### PASSAGE TO READ

# # # # #

OK, this is a long and rambling story, but it does have a happy ending, so please read it through until the end!

Lately I’ve had a case of puppy fever. Seeing new babies at the dog park and imagining what an awesome big sister Lola would be had me itching to get a second dog. Peter told me one of two things would have to happen for us to bring another dog into our household:

I would have to take up half of Lola’s feeding schedule and take her on long walks in addition to our 6-days-a-week dog park visits.

OR

The universe would plop a dog into our lives with a series of events that would be impossible to ignore.

Well, on Wednesday, it happened.

I was walking Lola MUCH later in the morning than usual — 11:00 instead of 9:30 or so — and I was approached by a woman (henceforth known as “D”) pulling a little dog on a leash behind her. We’d seen D around the complex a few times, and we knew she had a Boxer. She asked me if I knew of anyone who could take this puppy off her hands, and I said, “You’ll never believe this, but…” I asked her to walk back with me to our apartment, and I called Peter down to meet D and the puppy, and we agreed to take her based on D’s story and situation.

Let me just lay things out in the manner in which they were presented to me.

  1. This puppy (Cricket, fka Joliene [sic]) was left with D by a friend of a friend (who I’ll call “B”).
  2. B was apparently in a hostile domestic situation and needed to leave Cricket with someone for a couple of days while she got out.
  3. D asked B to bring her Cricket’s records, which B did not do.
  4. B “disappeared” and could no longer be reached by D or their mutual friend, and was a couple of days overdue in returning for Cricket.
  5. Their mutual friend told D that B “was never coming back for that dog.”
  6. D assumed Cricket was now hers and took her in for her 6-month series of shots, dropping $270 on vet bills, plus a leash and collar, bed, etc.
  7. D then decided that she couldn’t keep Cricket because her Boxer played too rough, and she was worried Cricket would get hurt.
  8. If D couldn’t find a home for Cricket that day, she’d have to take her to a shelter.
  9. D said that if B came back looking for her dog, she’d lie to her and say Cricket got out and ran off.
  10. Cricket was “mostly housetrained.”

D brought us Cricket’s bed and the vet paperwork for her shots, then basically said, “Enjoy your new dog, I’m out.”

Peter quickly realized that Lola wasn’t as OK with Cricket as I was hoping/pretending she was. The truth was, Cricket had no clue how to be a dog. She didn’t purposefully take over all of Lola’s favorite places and things, but it happened, and Lola is too nice of a hostess to argue about it. She just kept giving us sad puppy eyes and silently asking us what the hell was going on. They played together wonderfully; they just didn’t “live” together very well. (Lola is a one-dog-dog, I think. She gets along great with others, but then they need to go away so she can have her house and people and stuff back.)

# # # # #

### DATA PROVIDED
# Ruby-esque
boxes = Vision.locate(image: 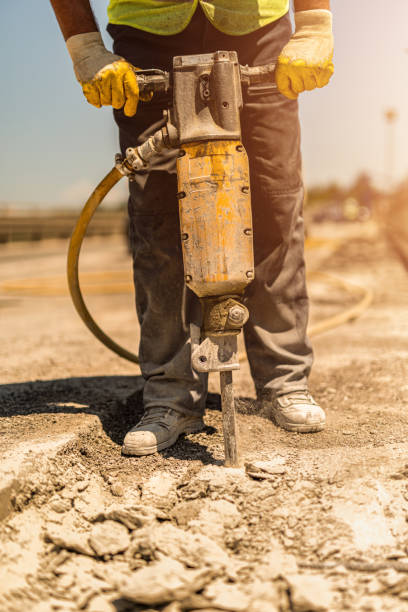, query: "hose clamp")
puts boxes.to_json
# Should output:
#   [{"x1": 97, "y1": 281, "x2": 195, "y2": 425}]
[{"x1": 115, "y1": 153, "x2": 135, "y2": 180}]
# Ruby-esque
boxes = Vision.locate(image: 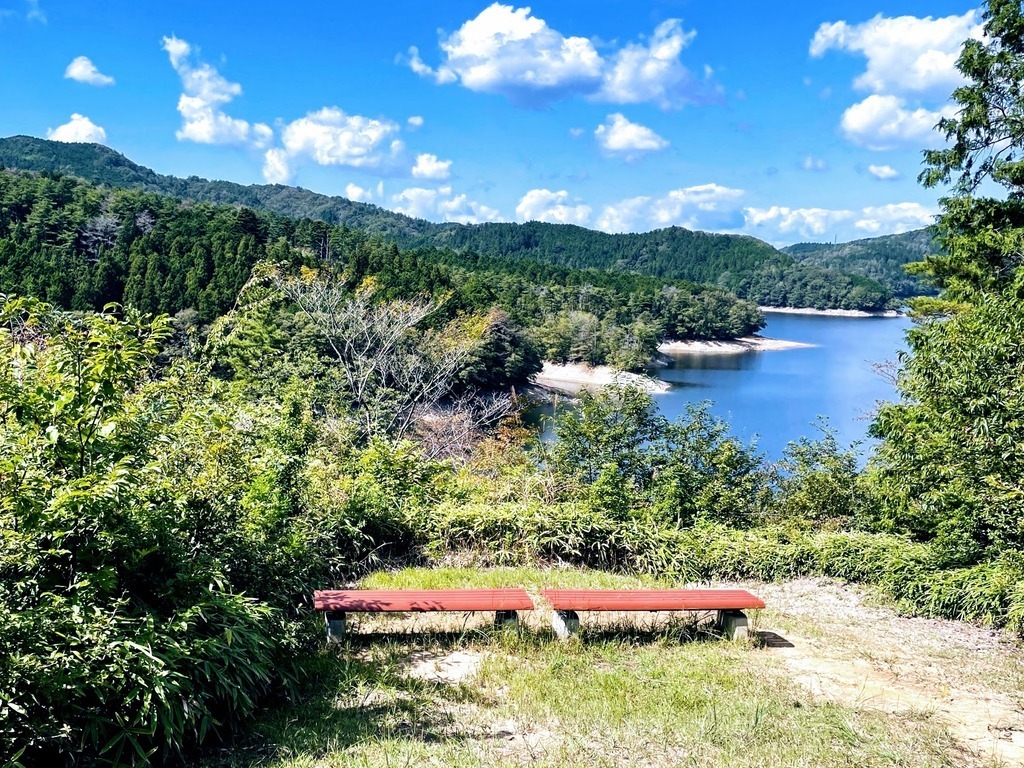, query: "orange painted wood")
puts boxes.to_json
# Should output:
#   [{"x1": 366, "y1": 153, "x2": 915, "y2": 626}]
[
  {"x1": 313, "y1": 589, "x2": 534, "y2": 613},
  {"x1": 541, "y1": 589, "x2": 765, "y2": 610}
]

# # # # #

Reproduce the passage of the Cricket story starting with "Lately I’ve had" and going on through "Wednesday, it happened.", word for word.

Lately I’ve had a case of puppy fever. Seeing new babies at the dog park and imagining what an awesome big sister Lola would be had me itching to get a second dog. Peter told me one of two things would have to happen for us to bring another dog into our household:

I would have to take up half of Lola’s feeding schedule and take her on long walks in addition to our 6-days-a-week dog park visits.

OR

The universe would plop a dog into our lives with a series of events that would be impossible to ignore.

Well, on Wednesday, it happened.